Job A:
Set down, word for word, the stretch of the passage on Australia's fuel imports below that begins with the words containing "Despite being one" and ends with "national fuel demand.".

Text excerpt:

Despite being one of the world’s largest exporters of energy, Australia imports around 90 per cent of its refined transport fuel. The country now has just two operating oil refineries, capable of processing about 230,000 barrels of crude a day – only a fraction of national fuel demand.

Australia spends tens of billions of dollars every year importing oil and refined fuels – money that could instead be invested in domestic energy infrastructure.

In effect, a large part of the Australian economy depends on oil extracted in politically unstable regions and transported through some of the most vulnerable maritime chokepoints on the planet.

Much of the oil refined in South-East Asia ultimately comes from the Middle East. Around one fifth of global oil supply passes through the Strait of Hormuz. 

But we know all this. The latest conflict in the Middle East dominates our media and we are worrying about our oil stockpiles. The question is: what are we going to do about our dependency on imported fuel?

In reality, diesel powers the tangible side of the Australian economy – mining, agriculture, manufacturing and freight.

Road freight alone consumes more than 17 billion litres of diesel every year. Electrifying Australia’s heavy truck fleet would displace roughly 6.5 billion litres annually, cutting fuel imports by about one eighth and saving billions of dollars.

Mining is another diesel guzzler. Australia’s mining sector burns around five billion litres of diesel each year. A single large mining haul truck can consume close to a million litres annually, roughly the fuel use of 700 passenger cars.

Fortescue’s Pilbara operations consume around 900 million litres of diesel each year – roughly the fuel consumption of 600,000 cars. Fortescue is at least doing something about reducing its dependence on diesel, but it remains an outlier in this respect.

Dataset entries

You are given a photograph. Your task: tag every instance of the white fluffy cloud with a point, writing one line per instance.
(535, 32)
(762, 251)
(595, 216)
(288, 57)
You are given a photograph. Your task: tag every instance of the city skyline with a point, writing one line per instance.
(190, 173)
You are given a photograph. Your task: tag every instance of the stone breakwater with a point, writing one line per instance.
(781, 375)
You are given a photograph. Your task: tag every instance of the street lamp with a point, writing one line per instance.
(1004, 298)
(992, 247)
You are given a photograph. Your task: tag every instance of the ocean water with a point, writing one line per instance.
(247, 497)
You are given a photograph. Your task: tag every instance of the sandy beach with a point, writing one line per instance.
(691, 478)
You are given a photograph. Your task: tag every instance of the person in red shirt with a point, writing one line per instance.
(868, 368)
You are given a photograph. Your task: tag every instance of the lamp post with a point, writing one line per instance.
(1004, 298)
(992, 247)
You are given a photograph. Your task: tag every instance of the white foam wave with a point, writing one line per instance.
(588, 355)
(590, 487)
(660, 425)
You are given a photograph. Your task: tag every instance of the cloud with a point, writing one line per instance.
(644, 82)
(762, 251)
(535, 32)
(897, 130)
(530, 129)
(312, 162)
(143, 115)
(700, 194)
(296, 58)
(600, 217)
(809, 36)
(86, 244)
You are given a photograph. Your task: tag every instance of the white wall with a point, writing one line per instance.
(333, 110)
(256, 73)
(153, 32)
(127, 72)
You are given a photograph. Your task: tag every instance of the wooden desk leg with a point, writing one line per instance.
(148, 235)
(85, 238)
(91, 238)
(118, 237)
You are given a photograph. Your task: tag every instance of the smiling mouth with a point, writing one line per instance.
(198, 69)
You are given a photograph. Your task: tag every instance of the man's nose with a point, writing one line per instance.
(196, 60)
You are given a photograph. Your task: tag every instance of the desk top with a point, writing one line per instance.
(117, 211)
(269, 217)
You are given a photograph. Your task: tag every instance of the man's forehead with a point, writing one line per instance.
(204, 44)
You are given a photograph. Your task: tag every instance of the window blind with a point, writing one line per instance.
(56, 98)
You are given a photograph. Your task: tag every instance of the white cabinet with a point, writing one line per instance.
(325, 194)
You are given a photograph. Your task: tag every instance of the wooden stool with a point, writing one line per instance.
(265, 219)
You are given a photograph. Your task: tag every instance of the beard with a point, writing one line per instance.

Job B:
List every line in the entries above that contains the string "desk".

Written answer A:
Despite being one of the world’s largest exporters of energy, Australia imports around 90 per cent of its refined transport fuel. The country now has just two operating oil refineries, capable of processing about 230,000 barrels of crude a day – only a fraction of national fuel demand.

Written answer B:
You are given a photograph. Your task: tag every instance of the wooden desk leg with a point, writing one line per instance.
You are given a photograph. Your task: tag every instance of the desk top with a point, writing one line per instance.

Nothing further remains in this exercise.